Every line of the data below is to be duplicated exactly, pictures excepted.

= Data for this exercise =
____
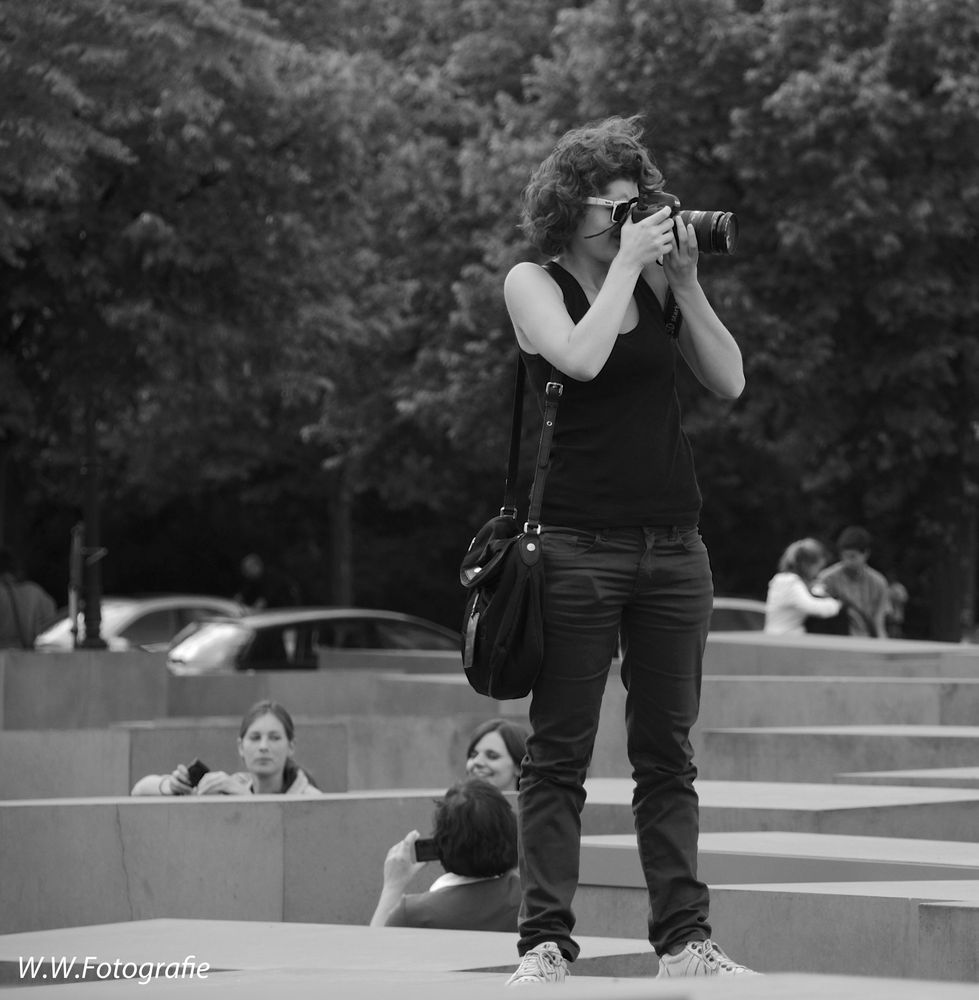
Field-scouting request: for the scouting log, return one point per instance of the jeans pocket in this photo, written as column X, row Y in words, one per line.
column 691, row 539
column 566, row 543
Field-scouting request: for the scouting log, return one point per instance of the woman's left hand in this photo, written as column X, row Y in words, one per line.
column 680, row 265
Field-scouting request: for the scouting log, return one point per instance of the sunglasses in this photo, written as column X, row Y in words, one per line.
column 618, row 210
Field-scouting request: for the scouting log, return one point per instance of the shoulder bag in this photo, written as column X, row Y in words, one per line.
column 503, row 572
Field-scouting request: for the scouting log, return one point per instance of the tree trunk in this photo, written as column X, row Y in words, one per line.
column 341, row 539
column 953, row 576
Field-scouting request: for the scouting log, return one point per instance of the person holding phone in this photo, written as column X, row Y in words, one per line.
column 475, row 841
column 266, row 745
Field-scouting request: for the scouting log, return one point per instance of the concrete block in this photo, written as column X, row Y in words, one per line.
column 70, row 862
column 306, row 692
column 855, row 928
column 761, row 857
column 821, row 752
column 947, row 936
column 941, row 777
column 157, row 746
column 80, row 690
column 309, row 961
column 419, row 661
column 862, row 928
column 796, row 701
column 440, row 695
column 800, row 807
column 849, row 656
column 60, row 763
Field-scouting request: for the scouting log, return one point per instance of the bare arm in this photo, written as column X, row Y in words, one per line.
column 704, row 342
column 400, row 868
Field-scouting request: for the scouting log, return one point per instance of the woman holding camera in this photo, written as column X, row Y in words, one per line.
column 621, row 546
column 266, row 745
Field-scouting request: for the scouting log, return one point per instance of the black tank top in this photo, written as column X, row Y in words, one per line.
column 620, row 457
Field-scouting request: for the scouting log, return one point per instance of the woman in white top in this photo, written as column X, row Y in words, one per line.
column 791, row 598
column 266, row 745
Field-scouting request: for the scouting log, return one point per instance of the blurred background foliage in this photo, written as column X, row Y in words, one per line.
column 265, row 242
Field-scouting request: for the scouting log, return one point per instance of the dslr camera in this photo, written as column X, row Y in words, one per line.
column 717, row 232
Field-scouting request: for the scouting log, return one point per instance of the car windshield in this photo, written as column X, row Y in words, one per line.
column 214, row 644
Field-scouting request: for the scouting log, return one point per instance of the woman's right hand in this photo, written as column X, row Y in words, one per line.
column 178, row 781
column 400, row 866
column 649, row 240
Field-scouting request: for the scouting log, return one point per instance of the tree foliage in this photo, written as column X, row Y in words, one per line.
column 269, row 239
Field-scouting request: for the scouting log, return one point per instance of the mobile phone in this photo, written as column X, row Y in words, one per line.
column 196, row 770
column 425, row 849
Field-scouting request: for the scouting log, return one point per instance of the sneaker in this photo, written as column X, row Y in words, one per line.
column 700, row 958
column 543, row 964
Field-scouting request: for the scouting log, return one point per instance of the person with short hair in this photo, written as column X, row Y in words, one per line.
column 266, row 745
column 791, row 599
column 26, row 608
column 475, row 835
column 857, row 584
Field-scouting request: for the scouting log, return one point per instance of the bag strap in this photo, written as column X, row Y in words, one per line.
column 21, row 631
column 552, row 396
column 671, row 315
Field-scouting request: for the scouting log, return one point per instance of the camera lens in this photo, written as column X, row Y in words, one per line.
column 717, row 232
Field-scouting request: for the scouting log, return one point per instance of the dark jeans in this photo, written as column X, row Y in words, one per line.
column 653, row 584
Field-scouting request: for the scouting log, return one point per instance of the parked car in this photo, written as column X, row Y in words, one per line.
column 288, row 638
column 148, row 623
column 737, row 614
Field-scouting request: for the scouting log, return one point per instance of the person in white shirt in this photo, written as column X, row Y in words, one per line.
column 792, row 594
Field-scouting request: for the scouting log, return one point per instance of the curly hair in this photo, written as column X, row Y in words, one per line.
column 475, row 830
column 582, row 164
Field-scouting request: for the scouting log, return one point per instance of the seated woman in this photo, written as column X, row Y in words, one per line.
column 476, row 840
column 791, row 598
column 266, row 743
column 495, row 753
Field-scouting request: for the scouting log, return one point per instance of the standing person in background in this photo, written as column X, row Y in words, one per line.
column 791, row 599
column 620, row 540
column 897, row 601
column 25, row 607
column 860, row 587
column 265, row 587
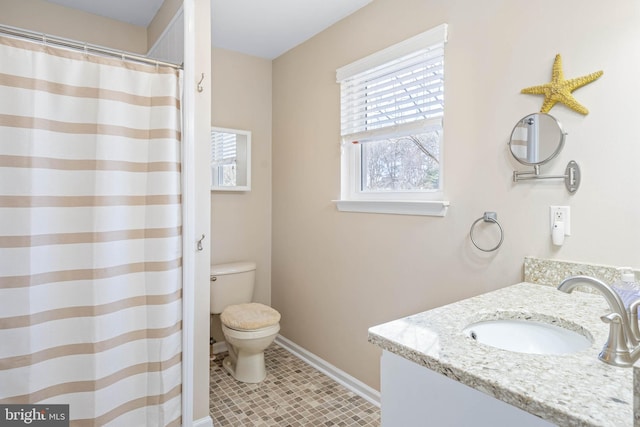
____
= Response to the exercise =
Field-scouting request: for the scouting log, return one point per instance of the jeans pocket in this photo, written as column X, row Y in words, one per line.
column 691, row 539
column 566, row 543
Field-scouting request: for the scouting log, return one point per instance of the woman's left hand in this photo, written as column X, row Y in words, one per line.
column 680, row 265
Field-scouting request: for the scouting log, return one point per instance of the sunglasses in this photo, written as column X, row Y in words, one per line.
column 618, row 210
Field-scouting request: for the scouting log, return one point per instance of the shoulder bag in this photo, written as column X, row Y in words, one per line.
column 503, row 572
Field-scouting request: for the scouting log, return one point per instance of the tree trunk in this photo, written as column X, row Y in words, one per line.
column 341, row 539
column 953, row 576
Field-scouting request: for the scouting log, return one point per instance of the person holding phone in this photo, written as column X, row Y in words, one per line.
column 475, row 841
column 266, row 745
Field-scouting request: for the scouting log, return one point per instance of the concrete block in this photo, written as column X, row Y in words, one per line.
column 70, row 862
column 306, row 692
column 855, row 928
column 761, row 857
column 821, row 752
column 947, row 936
column 941, row 777
column 157, row 746
column 80, row 690
column 309, row 961
column 419, row 661
column 862, row 928
column 796, row 701
column 440, row 695
column 800, row 807
column 849, row 656
column 60, row 763
Field-scouting request: for the scouting log, return one point per instance of the bare arm in this photo, written as column X, row Y in words, one per line.
column 704, row 342
column 400, row 868
Field-scouting request: for the scouting log, return one point per instance of the woman holding camera in this photo, written as column X, row Y in words, one per line.
column 621, row 546
column 266, row 745
Field-scouting request: for the scouting log, return one point per instance of the black tank top in this photo, written as column X, row Y in words, one per line.
column 620, row 457
Field-scouting request: for the scouting log, return one point per instance of the woman in white top in this photo, written as column X, row Y in words, one per line.
column 791, row 598
column 266, row 745
Field-scouting request: for the scouting log, return one point per instance of the blurred background foliage in this photo, written as column X, row Y in words, one per line.
column 265, row 242
Field-scouting request: for the scouting log, return one point per instance of the dslr camera in this photo, written as column X, row Y in words, one per line.
column 717, row 232
Field-scouting request: for the scouting log, return one point per instance of the car windshield in this photo, written as column X, row Y in words, one per line.
column 214, row 644
Field-scouting request: for the scouting log, return one point per instance of the woman's right hand in this photo, written as column X, row Y in words, one per line.
column 178, row 781
column 400, row 866
column 649, row 240
Field-scouting request: for the scouting log, return one point per instance of the tree foliage in this photo, written as column X, row Y in words, one per line.
column 269, row 239
Field-scouting request: for the scouting log, return one point per instance of the mobile phone in this photo, written as column X, row Y in words, one per line.
column 196, row 770
column 425, row 849
Field-scouting request: for the scouting log, return one point per instance of the sneaker in this photo, written as column X, row Y in words, one per line.
column 700, row 958
column 543, row 964
Field-scouting request: for the scouting log, return one point per instance of the person with short hair in this photo, written as column X, row Y in words, one per line.
column 266, row 745
column 791, row 599
column 26, row 608
column 475, row 835
column 857, row 584
Field-scouting request: for the scouting log, return one point per instance of the bag strap in this photo, written as column X, row Y in words, one per line.
column 21, row 631
column 552, row 396
column 671, row 315
Field-scouting request: for the scouting log, return one point per instance of the camera lens in this photo, written as column X, row Y in words, one per line.
column 717, row 232
Field-scouting request: for the scouting log, return one point per instance of the dark jeans in this photo, written as column X, row Y in words, one per line.
column 653, row 584
Field-scouting request: for the scouting log, return one point per instance of the parked car in this photo, written as column X, row Y in words, one per line.
column 288, row 638
column 148, row 623
column 737, row 614
Field-scouting request: for the scouting log, return one point per instance of the person in white shirt in this photo, written as column X, row Y in words, one per line.
column 792, row 594
Field-scouting request: for the scouting log, return one point per instance of the curly hair in this photo, written as column X, row Y in words, one per line.
column 475, row 830
column 582, row 164
Field-scouting request: for the scouting log, return one point per instance of the seated woman in this photo, written as column X, row Y in words, one per line.
column 476, row 840
column 791, row 598
column 266, row 743
column 495, row 753
Field-scouting request: for the scouting log, return one point per instance of the standing person in background in this photo, written as column X, row Y in words, one per line.
column 791, row 599
column 620, row 540
column 897, row 601
column 25, row 607
column 860, row 587
column 265, row 587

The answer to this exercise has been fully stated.